▸ **Okuma Metni**:
--*--
Geldigimden beri gozlerime inanamiyorum. Yuzlerdeki uzuntu, ofke, umutsuzluk ve bilincsizlik, buradaki insanlarin nasil bir yasam standartina sahip olduklarinin ve yasam sartlarinin cetinliginin bir ispati olmali. Gulumseyen bir yuz,bir sevgi ya da sempati ifadesi yakalamakta cok zorlaniyorum. Hic pozitif enerji yayilmiyor etrafa. Bir kara delik sehrin ustunde, gorunmuyor ama sehrin, insanlarin ve hatta etraftaki hayvanlarin bile yasam enerjisini somuruyor sanki. Sefalet kelimesinin kaynaginda gibi hissediyorum kendimi. Etrafta rengi parlak olan tek canli hamam bocekleri. Kopeklerde uyuz, kuslarda tuysuzluk, insanlarda soluk gozbebekleri ve yarali ciplak ayaklar var.
--*--
▸ **Veri Kayıtları**:
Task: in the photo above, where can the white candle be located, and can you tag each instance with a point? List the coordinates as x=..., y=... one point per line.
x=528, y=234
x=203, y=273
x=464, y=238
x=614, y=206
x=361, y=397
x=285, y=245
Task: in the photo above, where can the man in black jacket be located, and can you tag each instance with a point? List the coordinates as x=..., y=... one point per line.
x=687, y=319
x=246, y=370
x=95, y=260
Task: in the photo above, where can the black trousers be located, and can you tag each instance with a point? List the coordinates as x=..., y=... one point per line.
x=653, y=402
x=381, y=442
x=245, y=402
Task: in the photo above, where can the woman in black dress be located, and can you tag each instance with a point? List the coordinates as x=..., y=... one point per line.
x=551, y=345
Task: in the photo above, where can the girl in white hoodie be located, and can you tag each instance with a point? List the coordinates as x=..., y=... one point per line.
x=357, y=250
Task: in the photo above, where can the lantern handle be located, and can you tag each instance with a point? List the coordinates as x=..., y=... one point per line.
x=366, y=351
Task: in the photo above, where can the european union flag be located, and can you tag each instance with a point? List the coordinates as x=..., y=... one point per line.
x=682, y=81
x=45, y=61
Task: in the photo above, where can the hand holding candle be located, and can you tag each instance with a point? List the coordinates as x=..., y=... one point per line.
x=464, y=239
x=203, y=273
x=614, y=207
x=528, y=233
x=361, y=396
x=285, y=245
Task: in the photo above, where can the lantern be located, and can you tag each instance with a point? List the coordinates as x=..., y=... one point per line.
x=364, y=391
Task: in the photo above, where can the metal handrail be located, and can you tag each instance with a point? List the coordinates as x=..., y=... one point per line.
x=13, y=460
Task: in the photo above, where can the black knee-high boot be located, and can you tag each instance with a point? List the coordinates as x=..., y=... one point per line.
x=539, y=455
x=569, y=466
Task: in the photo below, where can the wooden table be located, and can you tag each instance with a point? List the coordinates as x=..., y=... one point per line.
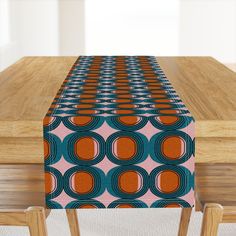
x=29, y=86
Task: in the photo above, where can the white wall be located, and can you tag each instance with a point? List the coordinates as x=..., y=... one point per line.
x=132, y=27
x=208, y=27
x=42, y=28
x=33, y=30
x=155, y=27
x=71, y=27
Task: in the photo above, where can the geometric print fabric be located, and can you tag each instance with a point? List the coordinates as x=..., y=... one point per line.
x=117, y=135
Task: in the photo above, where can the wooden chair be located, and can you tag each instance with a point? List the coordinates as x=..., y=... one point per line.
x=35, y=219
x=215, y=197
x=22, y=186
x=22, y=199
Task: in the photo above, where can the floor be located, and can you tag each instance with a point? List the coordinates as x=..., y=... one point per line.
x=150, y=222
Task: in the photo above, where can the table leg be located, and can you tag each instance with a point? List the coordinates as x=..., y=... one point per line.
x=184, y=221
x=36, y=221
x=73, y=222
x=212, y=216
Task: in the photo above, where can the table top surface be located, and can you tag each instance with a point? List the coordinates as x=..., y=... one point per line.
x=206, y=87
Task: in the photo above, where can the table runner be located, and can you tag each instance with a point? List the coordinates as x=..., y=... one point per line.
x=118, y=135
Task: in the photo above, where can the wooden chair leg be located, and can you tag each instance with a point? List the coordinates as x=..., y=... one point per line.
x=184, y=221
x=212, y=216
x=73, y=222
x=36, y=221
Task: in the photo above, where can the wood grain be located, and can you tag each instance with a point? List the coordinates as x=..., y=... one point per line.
--*--
▸ **Yapılacak İşler**:
[1] Okuma metnine dayanarak aşağıdaki soruları yanıtlayın ve her yanıtı sorunun harfiyle işaretleyin.
(a) Etrafta rengi parlak olan tek canlı hangisidir?
(b) Köpeklerde ne bulunduğu söyleniyor?
(c) Yakalanması çok zor bulunan şeyler nelerdir?
[2] Aşağıdaki ifadelerin okuma metniyle uyuşup uyuşmadığını evet ya da hayır diye belirtin. Her yanıtın yanına metindeki belirleyici sözleri aynen alıntılayın.
(a) Şehrin üstündeki kara delik açıkça görülmektedir.
(b) Kuşlarda tüysüzlük vardır.
(c) Etrafa bol miktarda pozitif enerji yayılmaktadır.

▸ **Görev Çıktıları**:
[1]
(a) Hamam böcekleri.
(b) Uyuz.
(c) Gülümseyen bir yüz, bir sevgi ya da sempati ifadesi.

[2]
(a) Hayır: "Bir kara delik sehrin ustunde, gorunmuyor"
(b) Evet: "kuslarda tuysuzluk"
(c) Hayır: "Hic pozitif enerji yayilmiyor etrafa."